• **THE TASK**:
Arrange the lines below into a numbered list, leaving out any blank lines.
--- begin PROVIDED RECORDS ---
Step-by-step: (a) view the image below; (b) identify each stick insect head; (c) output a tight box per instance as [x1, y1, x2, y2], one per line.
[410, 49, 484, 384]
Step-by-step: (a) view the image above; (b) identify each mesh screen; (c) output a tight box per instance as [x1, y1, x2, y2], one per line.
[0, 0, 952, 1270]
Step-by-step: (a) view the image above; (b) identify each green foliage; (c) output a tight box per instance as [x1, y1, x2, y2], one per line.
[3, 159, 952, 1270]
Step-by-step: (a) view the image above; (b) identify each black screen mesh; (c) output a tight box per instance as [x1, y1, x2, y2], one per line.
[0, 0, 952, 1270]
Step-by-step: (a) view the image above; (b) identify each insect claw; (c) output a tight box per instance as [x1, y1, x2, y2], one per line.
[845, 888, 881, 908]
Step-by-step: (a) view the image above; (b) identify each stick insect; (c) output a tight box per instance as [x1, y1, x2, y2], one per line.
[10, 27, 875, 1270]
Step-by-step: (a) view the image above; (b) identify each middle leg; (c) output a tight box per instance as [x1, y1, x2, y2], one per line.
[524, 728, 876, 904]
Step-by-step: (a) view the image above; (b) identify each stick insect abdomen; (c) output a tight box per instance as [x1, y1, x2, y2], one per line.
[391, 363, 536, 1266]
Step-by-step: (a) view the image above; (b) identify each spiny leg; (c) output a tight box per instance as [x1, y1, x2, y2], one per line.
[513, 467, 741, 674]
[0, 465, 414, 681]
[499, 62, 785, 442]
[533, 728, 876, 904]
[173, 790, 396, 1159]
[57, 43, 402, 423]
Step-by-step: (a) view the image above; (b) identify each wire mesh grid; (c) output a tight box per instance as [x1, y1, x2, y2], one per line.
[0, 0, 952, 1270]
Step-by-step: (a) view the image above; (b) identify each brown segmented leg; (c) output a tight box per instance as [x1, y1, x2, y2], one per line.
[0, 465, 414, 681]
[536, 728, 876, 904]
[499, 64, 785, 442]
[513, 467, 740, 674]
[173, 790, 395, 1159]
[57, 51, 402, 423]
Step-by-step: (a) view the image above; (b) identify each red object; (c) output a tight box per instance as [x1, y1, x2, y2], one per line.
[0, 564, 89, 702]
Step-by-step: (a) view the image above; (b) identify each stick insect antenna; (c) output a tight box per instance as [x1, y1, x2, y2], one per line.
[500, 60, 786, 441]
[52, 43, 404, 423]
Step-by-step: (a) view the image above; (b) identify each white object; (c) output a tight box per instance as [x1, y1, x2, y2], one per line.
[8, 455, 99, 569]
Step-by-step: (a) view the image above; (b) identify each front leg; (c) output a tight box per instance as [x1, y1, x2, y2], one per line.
--- end PROVIDED RECORDS ---
• **FINAL ANSWER**:
1. Step-by-step: (a) view the image below; (b) identify each stick insect head; (c) output a tight box per instance as [x1, y1, x2, y2], one per line.
2. [410, 49, 484, 384]
3. Step-by-step: (a) view the image above; (b) identify each mesh screen; (c) output a tight box per instance as [x1, y1, x2, y2], one per line.
4. [0, 0, 952, 1270]
5. Step-by-step: (a) view the image above; (b) identify each green foliage; (c) output a tight box per instance as [x1, y1, x2, y2], one per line.
6. [3, 159, 952, 1270]
7. Step-by-step: (a) view the image above; (b) identify each black screen mesh; (c) output a tight box per instance as [x1, y1, x2, y2], one per line.
8. [0, 0, 952, 1270]
9. Step-by-step: (a) view the image above; (b) identify each insect claw; (c) output a tight box per instance as [x1, y1, x2, y2], one per line.
10. [845, 888, 881, 908]
11. Step-by-step: (a) view the image above; (b) identify each stick insect; (c) output a tight box per instance as [x1, y1, x2, y2], one per line.
12. [10, 27, 875, 1270]
13. Step-by-step: (a) view the image above; (b) identify each middle leg; (c) output a tight box per instance as [x1, y1, x2, y2], one per line.
14. [524, 728, 876, 904]
15. Step-by-step: (a) view the image above; (b) identify each stick insect abdomen; (c) output a tight box per instance as [x1, y1, x2, y2], one per line.
16. [391, 363, 536, 1266]
17. Step-by-step: (a) view the image above; (b) identify each spiny leg; (c) output a tight box per instance as [x1, y1, x2, y2], one per line.
18. [513, 467, 741, 674]
19. [0, 465, 414, 681]
20. [499, 62, 785, 442]
21. [533, 728, 876, 904]
22. [173, 790, 396, 1159]
23. [57, 43, 402, 423]
24. Step-by-step: (a) view the image above; (b) identify each wire mesh grid; (c) output a tight box per instance as [x1, y1, x2, y2], one per line.
25. [0, 0, 952, 1270]
26. Step-by-step: (a) view the image above; (b) identify each brown segmented leg; (c) output a tight box per instance as [x1, y1, x2, y2], one per line.
27. [0, 465, 414, 681]
28. [536, 728, 876, 904]
29. [499, 64, 785, 442]
30. [513, 467, 740, 674]
31. [173, 790, 395, 1159]
32. [57, 51, 402, 423]
33. Step-by-step: (a) view the image above; (b) identify each red object; (c) output a tight box per instance as [x1, y1, x2, y2], one per line.
34. [0, 564, 89, 702]
35. Step-by-step: (a) view the image above; (b) identify each stick insect antenna; (c) output a tight box per instance as [x1, y1, x2, y2], one per line.
36. [500, 60, 786, 441]
37. [52, 43, 404, 423]
38. Step-by-step: (a) view the image above; (b) identify each white object; (c) output a tight box per instance as [x1, y1, x2, y2], one per line.
39. [8, 455, 99, 569]
40. Step-by-step: (a) view the image above; (b) identify each front leg; (c) output a tight box per instance as [x1, y1, x2, y2], one per line.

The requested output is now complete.